:: Given exercise ::
Copy the listing below, switching each "Pretty please" to "Please" and leaving everything else unchanged.

======== Data entries

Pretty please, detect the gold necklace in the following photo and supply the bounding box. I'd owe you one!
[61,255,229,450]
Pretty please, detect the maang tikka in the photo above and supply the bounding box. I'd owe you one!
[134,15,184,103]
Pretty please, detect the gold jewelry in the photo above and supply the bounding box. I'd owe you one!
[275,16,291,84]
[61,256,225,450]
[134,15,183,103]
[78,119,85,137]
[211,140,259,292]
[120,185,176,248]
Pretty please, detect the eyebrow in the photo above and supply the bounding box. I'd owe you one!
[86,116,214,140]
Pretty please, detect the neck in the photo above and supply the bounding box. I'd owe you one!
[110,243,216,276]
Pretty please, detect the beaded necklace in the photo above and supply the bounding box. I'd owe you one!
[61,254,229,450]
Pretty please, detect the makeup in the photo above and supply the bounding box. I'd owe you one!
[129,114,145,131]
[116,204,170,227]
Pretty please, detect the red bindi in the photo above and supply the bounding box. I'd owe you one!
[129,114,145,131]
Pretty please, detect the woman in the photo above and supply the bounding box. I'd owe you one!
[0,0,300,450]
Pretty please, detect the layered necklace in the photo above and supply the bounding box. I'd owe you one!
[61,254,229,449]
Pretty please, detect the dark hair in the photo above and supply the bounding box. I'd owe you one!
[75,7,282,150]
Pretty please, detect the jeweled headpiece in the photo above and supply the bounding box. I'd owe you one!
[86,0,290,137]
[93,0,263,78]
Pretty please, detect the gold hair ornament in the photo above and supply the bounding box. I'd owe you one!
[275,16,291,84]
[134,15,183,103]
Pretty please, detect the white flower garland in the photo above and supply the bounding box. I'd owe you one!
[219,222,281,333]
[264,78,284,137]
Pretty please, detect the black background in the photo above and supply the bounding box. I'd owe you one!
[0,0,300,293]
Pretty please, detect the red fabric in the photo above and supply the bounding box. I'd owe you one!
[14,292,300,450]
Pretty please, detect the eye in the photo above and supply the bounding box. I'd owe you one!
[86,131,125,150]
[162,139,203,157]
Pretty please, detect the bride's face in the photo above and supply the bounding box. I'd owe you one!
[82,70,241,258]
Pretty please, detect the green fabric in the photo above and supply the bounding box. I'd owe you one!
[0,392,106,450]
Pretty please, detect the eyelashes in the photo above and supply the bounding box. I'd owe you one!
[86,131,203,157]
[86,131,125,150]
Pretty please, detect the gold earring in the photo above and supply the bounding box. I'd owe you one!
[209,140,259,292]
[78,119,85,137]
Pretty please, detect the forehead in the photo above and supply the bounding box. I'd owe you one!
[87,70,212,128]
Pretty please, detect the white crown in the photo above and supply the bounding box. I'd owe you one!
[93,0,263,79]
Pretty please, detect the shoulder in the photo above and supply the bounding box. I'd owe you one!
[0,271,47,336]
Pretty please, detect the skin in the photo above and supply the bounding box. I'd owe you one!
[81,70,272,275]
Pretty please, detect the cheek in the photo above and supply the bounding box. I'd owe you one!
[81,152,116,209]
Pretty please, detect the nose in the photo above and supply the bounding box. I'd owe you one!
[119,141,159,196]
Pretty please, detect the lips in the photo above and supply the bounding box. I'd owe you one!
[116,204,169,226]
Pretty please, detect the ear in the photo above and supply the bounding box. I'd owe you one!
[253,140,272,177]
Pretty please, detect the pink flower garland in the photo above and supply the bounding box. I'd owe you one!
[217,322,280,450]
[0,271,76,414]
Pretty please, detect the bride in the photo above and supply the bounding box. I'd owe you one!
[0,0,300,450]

================

:: Final answer ::
Please, detect the gold necklace in the following photo and supply the bounding box. I'd owe you one!
[61,255,229,450]
Please, detect the maang tikka in the photo above and supply the bounding box. I'd owe you one!
[134,15,184,103]
Please, detect the gold jewelry in the photo above and supply the bounding box. I'd owe you one!
[275,16,291,84]
[61,256,225,450]
[134,15,183,103]
[78,119,85,137]
[211,140,259,292]
[120,185,176,248]
Please, detect the eyebrow in the photo above and supply the bounding box. I'd owe you one!
[86,116,214,140]
Please, detect the neck in the photo above and supply the bounding box. I'd owe you one!
[110,243,216,276]
Please, detect the beaded necklace in the photo above and supply the bounding box. I'd owe you one!
[61,254,229,450]
Please, detect the makeup in the photo above and supply the bounding box. I'd owe you one!
[129,114,145,131]
[116,204,170,227]
Please, detect the red bindi in the photo above and supply the bounding box. I'd owe you one!
[129,114,145,131]
Please, detect the woman in the photo above and supply the bounding box. I'd owe you one!
[0,0,300,450]
Please, detect the layered necklace in the photo above and supply the bounding box. I'd owe you one!
[61,254,229,449]
Please, detect the dark hair in the photo above and supply the bounding box. I'd owe you one!
[75,7,282,150]
Please, detect the jeweled headpiece in the photo above and supply the bounding box. I'd owe you one!
[86,0,290,137]
[93,0,263,78]
Please, detect the gold hair ornament in the photo above and supply the bounding box. I'd owe you one!
[275,16,291,84]
[134,15,183,103]
Please, detect the white flower garland in the photo above and supply the bounding box. I'd owe you one!
[219,222,281,333]
[264,78,284,137]
Please, detect the black background in the photo above and supply the bounding box. I'd owe you one!
[0,0,300,293]
Please, detect the red fabric in the photo above and supply the bounding box. I'd owe you one!
[14,292,300,450]
Please, detect the eye in the photo above and supply the bounding box. I'd owe you one!
[86,131,125,150]
[162,139,203,157]
Please, detect the bride's face in the photo above and supply the bounding box. I'd owe you one!
[82,70,241,258]
Please, detect the green fabric in the photo above and supply the bounding box. I'd owe you one!
[0,392,106,450]
Please, detect the eyelashes in the photo above and supply the bounding box. I'd owe you one!
[86,131,203,157]
[86,131,125,150]
Please, detect the gold earring in the photo above and supply the bounding box. I'd owe you one!
[209,140,259,292]
[78,119,85,137]
Please, detect the forehead in the photo above and supply the bounding box. I'd owe you one!
[87,70,212,128]
Please, detect the white crown in the photo above and supply the bounding box. I'd owe you one!
[93,0,263,79]
Please, detect the shoulder in the photo above and supply the bounding box. I'd owe you one!
[0,271,47,336]
Please, detect the skin in the photo above and supply the bounding box. I'd owe you one!
[81,70,272,275]
Please, detect the cheek in the photo above and supply the bounding box. I'd owe you one!
[81,152,116,209]
Please, detect the nose in the photo above and supply the bounding box. I'd owe you one!
[119,141,159,196]
Please, detect the lips in the photo above and supply the bounding box. I'd owe you one!
[116,204,169,226]
Please, detect the ear in the photo above and supply the bounding box. I'd owe you one!
[253,140,272,177]
Please, detect the pink flower garland in the photo above and supply the bounding box. I'd owe you one!
[217,322,280,450]
[0,271,76,414]
Please, detect the bride in the photo above and supply the bounding box. I'd owe you one!
[0,0,300,450]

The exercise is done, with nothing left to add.